## TEXTE FOURNI
━━━━━━━━━━

4. Formation du phytobézoar

La formation de la boule de végétaux extraite de la caillette est probablement liée au passage de cet organe au travers de l’anneau herniaire. Le dysfonctionnement occasionné par cette anomalie topographique a pu entraîner l’accumulation de fibres en provenance du rumen, qui ne pouvaient être évacuées vers le duodénum. L’absence de liquide ou de lait dans la caillette au moment de l’intervention et le bon état général du veau attestent que ceux-ci passaient le pylore malgré la présence du bézoar. Ainsi, l’obstruction n’était que partielle. Il est toutefois probable que la situation aurait évolué vers une obstruction complète de la caillette si le phytobézoar n’avait pas été éliminé.

Le temps nécessaire à la formation d’un phytobézoar est inconnu. Cependant, le centre de ce bézoar était sec et ferme, comme dans le cas de la vache à la caillette déplacée, laissant supposer une antériorité de quelques semaines [9]. La présence d’une capsule inflammatoire sous-cutanée semble confirmer que l’incarcération de la caillette était ancienne.

5. Complications des herniorraphies

Les complications des herniorraphies sont, pour la plupart, liées à la plaie musculaire. Il s’agit d’abcès autour de la suture, de séromes, d’hématomes et de déhiscence de la plaie, allant jusqu’à la récidive de la hernie. Le confinement strict de l’animal permet en principe de limiter son activité, ce qui réduit le risque de déhiscence de la paroi. La péritonite, généralement due à la présence concomitante d’une omphalophlébite, est une autre des complications parfois rencontrées [3]. Lors d’ouverture d’organes digestifs, les contaminations par du contenu alimentaire peuvent être à l’origine de cette complication.

━━━━━━━━━━

## ÉNONCÉ
Répondez aux questions suivantes d'après le texte sur le phytobézoar et les herniorraphies :
(a) Quels constats attestent que le liquide et le lait passaient le pylore malgré le bézoar ?
(b) Quel élément semble confirmer que l'incarcération de la caillette était ancienne ?
(c) À quoi la péritonite est-elle généralement due ?

Entrées enregistrées
━━━━━━━━━━

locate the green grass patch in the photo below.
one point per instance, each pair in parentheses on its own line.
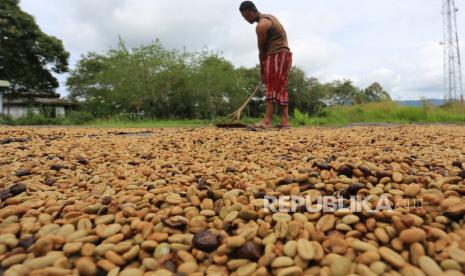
(383,112)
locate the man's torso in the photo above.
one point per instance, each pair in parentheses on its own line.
(277,37)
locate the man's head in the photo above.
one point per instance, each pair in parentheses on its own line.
(249,11)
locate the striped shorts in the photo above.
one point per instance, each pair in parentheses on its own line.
(277,68)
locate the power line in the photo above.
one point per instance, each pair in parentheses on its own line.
(452,61)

━━━━━━━━━━

## RÉPONSE
(a) L'absence de liquide ou de lait dans la caillette au moment de l'intervention et le bon état général du veau.
(b) La présence d'une capsule inflammatoire sous-cutanée.
(c) À la présence concomitante d'une omphalophlébite.